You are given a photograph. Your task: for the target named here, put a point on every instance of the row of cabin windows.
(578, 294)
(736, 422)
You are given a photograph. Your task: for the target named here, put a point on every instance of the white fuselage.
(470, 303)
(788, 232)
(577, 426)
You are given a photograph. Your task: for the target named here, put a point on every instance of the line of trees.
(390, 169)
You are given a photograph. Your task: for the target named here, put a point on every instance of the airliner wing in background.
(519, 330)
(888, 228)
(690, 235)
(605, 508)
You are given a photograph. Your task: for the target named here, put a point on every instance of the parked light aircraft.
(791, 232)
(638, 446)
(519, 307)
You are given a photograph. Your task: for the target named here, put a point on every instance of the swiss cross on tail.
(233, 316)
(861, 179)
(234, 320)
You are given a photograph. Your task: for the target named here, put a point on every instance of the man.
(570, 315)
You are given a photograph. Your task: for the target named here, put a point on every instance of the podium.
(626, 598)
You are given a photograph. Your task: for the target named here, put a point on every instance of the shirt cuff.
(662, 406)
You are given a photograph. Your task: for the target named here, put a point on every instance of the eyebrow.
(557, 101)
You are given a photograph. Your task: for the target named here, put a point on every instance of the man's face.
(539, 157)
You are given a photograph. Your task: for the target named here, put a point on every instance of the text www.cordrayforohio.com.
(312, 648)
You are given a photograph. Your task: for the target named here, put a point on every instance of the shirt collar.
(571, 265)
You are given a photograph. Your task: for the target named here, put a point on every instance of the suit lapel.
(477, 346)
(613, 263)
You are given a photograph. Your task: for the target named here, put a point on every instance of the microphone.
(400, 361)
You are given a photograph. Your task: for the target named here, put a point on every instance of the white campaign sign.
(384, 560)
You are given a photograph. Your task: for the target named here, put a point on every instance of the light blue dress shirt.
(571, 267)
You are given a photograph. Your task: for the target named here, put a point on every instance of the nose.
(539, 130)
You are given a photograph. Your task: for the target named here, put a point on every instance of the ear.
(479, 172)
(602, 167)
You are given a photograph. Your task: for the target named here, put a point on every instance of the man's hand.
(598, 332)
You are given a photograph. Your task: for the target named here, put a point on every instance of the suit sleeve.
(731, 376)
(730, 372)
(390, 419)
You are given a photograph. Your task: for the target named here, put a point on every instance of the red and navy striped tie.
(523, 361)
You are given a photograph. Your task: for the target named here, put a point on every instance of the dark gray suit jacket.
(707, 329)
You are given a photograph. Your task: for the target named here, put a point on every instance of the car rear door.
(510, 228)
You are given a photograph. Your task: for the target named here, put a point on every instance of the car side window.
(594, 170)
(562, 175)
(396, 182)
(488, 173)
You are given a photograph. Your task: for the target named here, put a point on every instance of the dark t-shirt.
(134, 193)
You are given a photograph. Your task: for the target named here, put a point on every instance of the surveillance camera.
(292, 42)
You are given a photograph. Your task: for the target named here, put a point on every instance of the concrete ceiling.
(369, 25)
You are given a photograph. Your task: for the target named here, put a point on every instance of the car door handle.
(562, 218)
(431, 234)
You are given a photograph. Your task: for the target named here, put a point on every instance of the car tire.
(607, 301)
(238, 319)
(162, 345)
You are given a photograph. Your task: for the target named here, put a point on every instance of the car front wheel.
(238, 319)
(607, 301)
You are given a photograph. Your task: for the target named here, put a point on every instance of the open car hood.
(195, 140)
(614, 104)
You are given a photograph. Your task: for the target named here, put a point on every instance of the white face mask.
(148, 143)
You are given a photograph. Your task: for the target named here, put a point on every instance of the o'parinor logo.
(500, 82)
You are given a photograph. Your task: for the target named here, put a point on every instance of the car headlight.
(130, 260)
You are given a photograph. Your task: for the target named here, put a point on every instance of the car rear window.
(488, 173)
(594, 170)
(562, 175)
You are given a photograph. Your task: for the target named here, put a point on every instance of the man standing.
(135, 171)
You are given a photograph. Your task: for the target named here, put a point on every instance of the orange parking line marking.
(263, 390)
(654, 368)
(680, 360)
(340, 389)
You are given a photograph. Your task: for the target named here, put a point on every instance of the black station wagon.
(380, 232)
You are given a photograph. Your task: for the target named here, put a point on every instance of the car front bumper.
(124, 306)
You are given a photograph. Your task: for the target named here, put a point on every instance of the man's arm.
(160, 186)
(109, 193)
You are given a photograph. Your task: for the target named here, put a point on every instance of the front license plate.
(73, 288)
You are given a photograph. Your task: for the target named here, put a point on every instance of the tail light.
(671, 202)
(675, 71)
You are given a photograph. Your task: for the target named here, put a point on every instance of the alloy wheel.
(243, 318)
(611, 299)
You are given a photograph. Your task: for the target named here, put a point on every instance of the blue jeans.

- Objective
Give all of the records again, swapping every "put a point on" for "place a marker on" and leaving everything else unchanged.

- The solution
You are given a photograph. Your task: for the target named here, place a marker on every instance of the row of cabin windows.
(578, 294)
(736, 422)
You are given a photograph. Your task: for the target named here, place a marker on every instance of the white fuselage.
(470, 303)
(788, 232)
(577, 426)
You are given a photograph. Your task: for the target named here, place a marker on every instance of the line of trees.
(390, 169)
You are given a photograph. Your task: for the target named here, place a marker on every instance of the airliner wing in background.
(519, 330)
(888, 228)
(690, 235)
(605, 508)
You are given a photograph. Your task: for the target named here, place a marker on every instance of the parked light aircraft.
(791, 232)
(638, 446)
(519, 307)
You are given a photograph. Your task: for the target named here, place a marker on every instance of the swiss cross on tail.
(233, 316)
(861, 179)
(234, 320)
You are given a photograph. Your task: for the target named here, place a marker on every instance of the man.
(570, 315)
You are given a photograph. Your task: for the target named here, place a marker on every instance of the podium.
(626, 598)
You are given a photograph. Your task: for the target named here, place a marker on every instance of the shirt cuff.
(662, 406)
You are given a photograph. Your task: for the target named here, place a marker on every instance of the eyebrow.
(557, 101)
You are given a photograph. Your task: for the target named here, place a marker on every instance of the man's face.
(539, 157)
You are given a photograph. Your task: for the target named here, place a marker on every instance of the text www.cordrayforohio.com.
(312, 648)
You are given a photograph. Your task: for the target named here, place a marker on every instance of the shirt collar.
(571, 265)
You are given a photograph. Your task: for the target named here, place a marker on every instance of the suit lapel.
(477, 346)
(613, 263)
You are given a photograph. Your task: for the target named here, place a marker on every instance of the microphone.
(400, 361)
You are given a photograph. Your task: for the target named here, place a marker on every instance of the white campaign sign.
(384, 560)
You are given a photograph. Your task: for the target named here, place a marker on every instance of the light blue dress shirt.
(571, 267)
You are given a photograph. Your task: for the target named here, place a marker on every instance of the nose.
(539, 130)
You are given a photograph. Your task: for the target named here, place a marker on every instance of the ear.
(479, 172)
(602, 167)
You are given a photograph. Your task: for the target named here, place a marker on every instance of the man's hand.
(598, 332)
You are given a photograph. Your task: for the target named here, place a marker on every instance of the suit sleeve.
(731, 376)
(730, 372)
(390, 419)
You are given a photograph. Your task: for the target named here, place a marker on every instance of the red and navy striped tie.
(523, 361)
You are given a photograph. Your task: for the target named here, place a marker on every instance of the dark gray suit jacket.
(707, 329)
You are given a photograph. Your task: for the target named here, place a marker on every instance of the car rear door.
(510, 228)
You are given a photograph. Your task: for the target named here, place a marker on every instance of the car side window.
(594, 170)
(562, 175)
(396, 182)
(488, 173)
You are given a photograph. Your task: for the target named here, place a marker on every instance of the dark t-shirt.
(134, 193)
You are given a photograph. Your task: for the target named here, place a marker on every instance of the surveillance camera.
(292, 42)
You are given a photograph. Your task: for the target named here, place a marker on every instance of the concrete ceiling.
(369, 25)
You are given a photograph. Your task: for the target named here, place a marker on every instance of the car door handle.
(562, 218)
(431, 234)
You are given a photograph. Your task: for the target named here, place a marker on every instance of the car tire.
(607, 301)
(238, 319)
(162, 345)
You are given a photograph. Your task: for the target named here, place a marker on every instance of the car front wheel.
(238, 319)
(607, 301)
You are given a photograph. Your task: for the target named here, place a marker on every instance of the open car hood.
(195, 140)
(614, 104)
You are given a photograph. Your task: for the target named here, place a marker on every instance of the white face mask.
(148, 143)
You are given a photograph. Your task: for the target named here, place a marker on every instance of the o'parinor logo.
(500, 82)
You are given a photograph. Your task: for the target named here, place a marker on every instance of the car headlight.
(130, 260)
You are given a photograph. Your task: for the target named here, place a marker on every instance of the car rear window.
(488, 173)
(594, 170)
(562, 175)
You are given a photograph. Your task: for the target named here, place a marker on every instance of the man standing.
(135, 171)
You are given a photograph. Your task: for the target named here, place a marker on every instance of the orange parking line marking.
(263, 390)
(654, 368)
(680, 360)
(340, 389)
You are given a photograph. Your task: for the target named here, place a marker on every instance of the black station wagon.
(380, 232)
You are given a photograph. Your task: for the target named here, place a marker on every instance of the car front bumper.
(124, 306)
You are given a photograph. Your task: for the target named here, place a marker on every instance of the man's arm.
(160, 186)
(109, 193)
You are given a photograph. Your task: for the target named here, place a marker on every instance of the front license plate.
(73, 288)
You are given a photograph. Your task: for the target named here, place a marker on every instance of the tail light.
(671, 202)
(675, 71)
You are given a photograph. Your task: for the target named here, place a marker on every instance of the alloy wheel.
(243, 318)
(611, 299)
You are given a photograph. Your task: for the target named here, place a marker on every instance of the blue jeans.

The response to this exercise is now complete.